## Apply what you read
**A)** What did the 1865 building cost to build, according to the article on Chudleigh Town Hall?
**B)** Write out the part of the Chudleigh Town Hall article starting with "Municipal building in Chudleigh, Devon, England" and going on through "II listed building.".

## Extracted text
Listed Building – Grade II
- Official name: The Town Hall
- Designated: 28 April 1987
- Reference no.: 1334259

= Chudleigh Town Hall =

Municipal building in Chudleigh, Devon, England

Chudleigh Town Hall is a municipal building in Market Way, Chudleigh, Devon, England. The town hall, which is the meeting place of Chudleigh Town Council, is a Grade II listed building.

==History==
The first municipal building in the town was an old market house which was badly damaged in the great fire which destroyed much of the town on 22 May 1807. Shortly afterwards, a new market house was erected on the site of the King's Arms in what is now Market Way; it was a rectangular building, open on the ground floor, with storage capacity on the first floor and a turret on the roof.

In the late 1850s, having established that the market house in Market Way was structurally unstable, the civic leaders decided to replace it with a new structure on the same site. The new building was designed in the Italianate style, built in rubble masonry at a cost of £600 and was completed in 1865. The design involved a symmetrical main frontage with three bays facing southeast towards New Exeter Street; the central bay, which projected forward, featured two round headed openings with architraves and keystones on the ground floor, three round headed sash windows set close together in the style of a Venetian window on the first floor and a gable above containing an oculus. The outer bays were fenestrated by segmental sash windows on both floors. Internally, the principal room was the assembly hall on the first floor which was used as an events venue for balls, concerts and lectures.

In the 1880s, the internal layout of the first floor of the building was re-configured to create a chapel for religious services. In the 19th century, petty session hearings alternated between Chudleigh Town Hall and North Tawton Town Hall.

During the First World War, a Voluntary Aid Detachment hospital was established at Alpha House in Fore Street and fund-raining events were held at the town hall to support the hospital: significant contributors included Lewis Clifford, 9th Baron Clifford of Ugbrooke House and Sir Edward Chaning Wills of Harcombe House.

## Point-per-instance location data

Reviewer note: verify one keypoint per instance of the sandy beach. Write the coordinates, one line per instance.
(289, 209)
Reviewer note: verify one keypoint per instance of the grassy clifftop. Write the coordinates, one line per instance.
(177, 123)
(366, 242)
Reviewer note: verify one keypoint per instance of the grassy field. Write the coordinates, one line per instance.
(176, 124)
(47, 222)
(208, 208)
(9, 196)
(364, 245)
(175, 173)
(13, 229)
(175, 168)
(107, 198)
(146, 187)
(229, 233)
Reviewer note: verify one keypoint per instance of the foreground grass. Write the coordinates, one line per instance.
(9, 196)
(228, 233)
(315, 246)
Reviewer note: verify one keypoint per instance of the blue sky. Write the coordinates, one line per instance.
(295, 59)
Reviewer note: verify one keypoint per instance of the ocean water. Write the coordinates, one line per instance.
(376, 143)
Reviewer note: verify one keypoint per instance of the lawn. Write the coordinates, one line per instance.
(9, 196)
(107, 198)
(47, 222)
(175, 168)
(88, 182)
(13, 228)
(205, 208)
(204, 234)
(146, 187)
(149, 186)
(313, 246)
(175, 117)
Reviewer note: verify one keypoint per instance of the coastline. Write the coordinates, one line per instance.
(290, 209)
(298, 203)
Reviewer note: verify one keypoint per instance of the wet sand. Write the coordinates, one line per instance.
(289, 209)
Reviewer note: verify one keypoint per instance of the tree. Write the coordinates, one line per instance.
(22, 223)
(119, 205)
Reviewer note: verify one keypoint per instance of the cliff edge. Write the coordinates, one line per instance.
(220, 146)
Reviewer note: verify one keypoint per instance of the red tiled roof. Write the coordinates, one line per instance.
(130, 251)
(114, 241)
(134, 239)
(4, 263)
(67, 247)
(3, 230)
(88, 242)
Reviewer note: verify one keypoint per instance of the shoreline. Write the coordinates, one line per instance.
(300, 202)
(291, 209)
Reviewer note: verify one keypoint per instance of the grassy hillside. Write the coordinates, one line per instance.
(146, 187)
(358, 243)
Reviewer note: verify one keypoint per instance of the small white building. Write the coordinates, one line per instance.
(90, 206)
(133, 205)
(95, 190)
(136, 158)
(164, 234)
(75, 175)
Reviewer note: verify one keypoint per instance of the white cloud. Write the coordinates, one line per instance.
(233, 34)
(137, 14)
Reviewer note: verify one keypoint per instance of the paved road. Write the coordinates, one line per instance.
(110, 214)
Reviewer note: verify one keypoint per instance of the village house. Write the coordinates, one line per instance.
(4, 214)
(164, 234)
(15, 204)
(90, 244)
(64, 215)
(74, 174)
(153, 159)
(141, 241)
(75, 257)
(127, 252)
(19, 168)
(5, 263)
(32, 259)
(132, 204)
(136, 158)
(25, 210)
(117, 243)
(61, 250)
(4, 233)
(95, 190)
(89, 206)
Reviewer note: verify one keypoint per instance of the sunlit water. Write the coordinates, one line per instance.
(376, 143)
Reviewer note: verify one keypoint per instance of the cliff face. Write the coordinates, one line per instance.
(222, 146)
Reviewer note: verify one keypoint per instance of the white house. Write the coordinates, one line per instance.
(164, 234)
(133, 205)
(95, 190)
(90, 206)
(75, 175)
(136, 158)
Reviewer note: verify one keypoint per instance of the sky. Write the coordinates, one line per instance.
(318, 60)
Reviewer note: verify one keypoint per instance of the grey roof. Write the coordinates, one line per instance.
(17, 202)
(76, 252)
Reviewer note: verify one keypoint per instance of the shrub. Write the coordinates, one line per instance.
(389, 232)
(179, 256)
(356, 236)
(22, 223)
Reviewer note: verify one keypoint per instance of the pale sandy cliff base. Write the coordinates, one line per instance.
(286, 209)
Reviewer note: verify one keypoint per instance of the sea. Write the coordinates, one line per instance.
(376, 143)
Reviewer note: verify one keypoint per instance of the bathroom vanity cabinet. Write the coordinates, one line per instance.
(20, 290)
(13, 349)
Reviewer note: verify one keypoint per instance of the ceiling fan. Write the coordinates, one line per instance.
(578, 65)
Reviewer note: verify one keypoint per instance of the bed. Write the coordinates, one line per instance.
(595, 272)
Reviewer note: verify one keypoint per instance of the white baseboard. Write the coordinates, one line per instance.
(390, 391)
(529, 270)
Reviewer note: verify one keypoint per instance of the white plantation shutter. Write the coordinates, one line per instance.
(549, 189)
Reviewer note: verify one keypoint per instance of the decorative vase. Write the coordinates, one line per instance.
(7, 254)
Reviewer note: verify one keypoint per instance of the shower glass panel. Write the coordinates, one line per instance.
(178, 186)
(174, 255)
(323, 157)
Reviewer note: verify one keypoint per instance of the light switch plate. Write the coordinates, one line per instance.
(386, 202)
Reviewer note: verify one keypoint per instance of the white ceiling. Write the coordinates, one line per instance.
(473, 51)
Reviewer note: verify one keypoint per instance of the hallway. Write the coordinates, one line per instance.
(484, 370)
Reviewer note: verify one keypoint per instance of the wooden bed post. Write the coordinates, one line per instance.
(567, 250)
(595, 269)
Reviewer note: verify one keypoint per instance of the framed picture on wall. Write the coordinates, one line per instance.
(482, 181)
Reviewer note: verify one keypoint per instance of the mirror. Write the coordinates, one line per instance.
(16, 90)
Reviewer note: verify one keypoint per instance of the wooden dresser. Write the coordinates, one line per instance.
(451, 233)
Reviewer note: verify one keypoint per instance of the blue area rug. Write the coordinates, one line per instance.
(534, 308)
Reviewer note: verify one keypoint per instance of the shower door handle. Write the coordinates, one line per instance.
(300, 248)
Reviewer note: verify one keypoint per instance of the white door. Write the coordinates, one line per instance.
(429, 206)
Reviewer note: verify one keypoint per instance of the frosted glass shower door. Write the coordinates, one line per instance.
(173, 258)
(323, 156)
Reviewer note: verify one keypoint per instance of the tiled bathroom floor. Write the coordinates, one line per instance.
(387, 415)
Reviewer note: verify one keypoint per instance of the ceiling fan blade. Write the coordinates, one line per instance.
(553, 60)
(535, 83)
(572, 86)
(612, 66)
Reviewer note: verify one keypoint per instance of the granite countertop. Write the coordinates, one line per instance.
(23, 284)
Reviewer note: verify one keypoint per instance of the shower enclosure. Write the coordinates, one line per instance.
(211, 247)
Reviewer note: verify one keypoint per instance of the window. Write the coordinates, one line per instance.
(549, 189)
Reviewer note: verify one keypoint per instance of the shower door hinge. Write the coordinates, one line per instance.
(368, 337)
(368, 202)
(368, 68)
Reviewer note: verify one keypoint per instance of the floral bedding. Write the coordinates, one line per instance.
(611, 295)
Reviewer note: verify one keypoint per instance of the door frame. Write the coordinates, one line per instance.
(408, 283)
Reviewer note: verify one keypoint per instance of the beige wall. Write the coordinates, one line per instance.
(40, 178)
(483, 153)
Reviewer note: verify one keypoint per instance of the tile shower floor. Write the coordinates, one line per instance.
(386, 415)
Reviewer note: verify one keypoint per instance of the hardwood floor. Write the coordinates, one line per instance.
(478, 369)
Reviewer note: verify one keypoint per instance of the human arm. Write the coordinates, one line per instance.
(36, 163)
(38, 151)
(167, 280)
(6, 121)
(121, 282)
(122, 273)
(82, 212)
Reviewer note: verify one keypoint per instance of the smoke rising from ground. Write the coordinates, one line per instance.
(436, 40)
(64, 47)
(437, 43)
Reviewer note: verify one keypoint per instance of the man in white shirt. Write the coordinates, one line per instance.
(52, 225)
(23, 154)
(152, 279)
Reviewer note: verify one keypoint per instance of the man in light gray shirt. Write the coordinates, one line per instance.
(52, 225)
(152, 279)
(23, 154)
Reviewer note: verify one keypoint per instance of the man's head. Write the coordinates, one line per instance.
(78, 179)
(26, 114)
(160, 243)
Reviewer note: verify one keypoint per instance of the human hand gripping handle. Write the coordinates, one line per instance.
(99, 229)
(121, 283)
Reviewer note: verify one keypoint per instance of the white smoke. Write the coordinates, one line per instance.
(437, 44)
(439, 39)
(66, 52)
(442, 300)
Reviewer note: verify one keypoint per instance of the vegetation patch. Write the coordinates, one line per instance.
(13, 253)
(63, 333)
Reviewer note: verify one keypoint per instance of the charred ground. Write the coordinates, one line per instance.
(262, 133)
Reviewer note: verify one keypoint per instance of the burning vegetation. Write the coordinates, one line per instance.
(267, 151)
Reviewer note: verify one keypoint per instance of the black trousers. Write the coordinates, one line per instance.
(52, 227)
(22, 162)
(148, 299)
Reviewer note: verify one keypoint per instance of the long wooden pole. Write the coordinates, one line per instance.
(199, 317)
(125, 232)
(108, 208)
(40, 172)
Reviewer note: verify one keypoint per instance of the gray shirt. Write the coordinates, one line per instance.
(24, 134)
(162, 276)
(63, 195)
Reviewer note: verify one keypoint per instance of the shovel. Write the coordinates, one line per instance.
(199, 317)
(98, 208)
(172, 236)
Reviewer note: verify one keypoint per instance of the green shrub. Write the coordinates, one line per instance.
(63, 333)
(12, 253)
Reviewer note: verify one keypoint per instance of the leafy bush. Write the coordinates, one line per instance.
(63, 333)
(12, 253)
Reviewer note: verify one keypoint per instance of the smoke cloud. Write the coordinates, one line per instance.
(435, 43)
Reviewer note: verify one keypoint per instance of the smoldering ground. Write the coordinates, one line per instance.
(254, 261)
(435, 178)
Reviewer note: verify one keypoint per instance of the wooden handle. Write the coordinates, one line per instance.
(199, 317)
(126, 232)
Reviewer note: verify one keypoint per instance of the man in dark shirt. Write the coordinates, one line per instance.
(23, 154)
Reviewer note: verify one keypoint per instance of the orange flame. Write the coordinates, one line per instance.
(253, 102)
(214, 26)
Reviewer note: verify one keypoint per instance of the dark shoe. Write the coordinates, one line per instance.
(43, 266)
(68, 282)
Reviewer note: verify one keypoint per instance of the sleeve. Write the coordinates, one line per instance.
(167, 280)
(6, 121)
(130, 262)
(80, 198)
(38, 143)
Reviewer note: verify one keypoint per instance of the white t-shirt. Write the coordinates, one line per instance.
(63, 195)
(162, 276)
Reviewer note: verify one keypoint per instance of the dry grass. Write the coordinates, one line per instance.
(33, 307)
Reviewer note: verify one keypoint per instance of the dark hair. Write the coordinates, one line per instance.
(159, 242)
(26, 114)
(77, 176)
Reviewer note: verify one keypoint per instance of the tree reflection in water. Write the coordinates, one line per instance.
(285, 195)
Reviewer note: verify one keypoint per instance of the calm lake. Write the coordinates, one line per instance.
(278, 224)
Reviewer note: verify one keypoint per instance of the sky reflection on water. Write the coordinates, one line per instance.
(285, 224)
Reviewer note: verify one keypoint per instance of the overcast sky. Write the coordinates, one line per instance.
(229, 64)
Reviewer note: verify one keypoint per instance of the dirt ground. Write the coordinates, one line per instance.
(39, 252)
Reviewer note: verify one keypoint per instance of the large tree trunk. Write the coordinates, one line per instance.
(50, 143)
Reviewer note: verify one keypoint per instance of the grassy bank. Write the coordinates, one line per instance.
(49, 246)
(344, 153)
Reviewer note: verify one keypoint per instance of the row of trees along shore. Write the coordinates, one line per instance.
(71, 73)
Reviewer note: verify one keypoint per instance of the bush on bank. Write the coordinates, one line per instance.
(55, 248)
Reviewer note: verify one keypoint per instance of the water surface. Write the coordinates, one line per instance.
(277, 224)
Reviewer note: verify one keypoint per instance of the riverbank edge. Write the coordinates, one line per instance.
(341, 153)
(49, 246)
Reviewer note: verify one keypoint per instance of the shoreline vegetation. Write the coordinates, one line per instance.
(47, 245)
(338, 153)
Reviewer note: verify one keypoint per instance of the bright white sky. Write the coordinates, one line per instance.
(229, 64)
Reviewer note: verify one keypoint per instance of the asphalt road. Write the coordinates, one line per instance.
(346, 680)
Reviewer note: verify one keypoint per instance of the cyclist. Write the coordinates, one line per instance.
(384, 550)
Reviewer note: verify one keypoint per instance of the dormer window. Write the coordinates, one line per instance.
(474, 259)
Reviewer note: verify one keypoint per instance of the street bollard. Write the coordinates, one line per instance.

## Outputs for the tasks
**A)** £600.

**B)**
Municipal building in Chudleigh, Devon, England

Chudleigh Town Hall is a municipal building in Market Way, Chudleigh, Devon, England. The town hall, which is the meeting place of Chudleigh Town Council, is a Grade II listed building.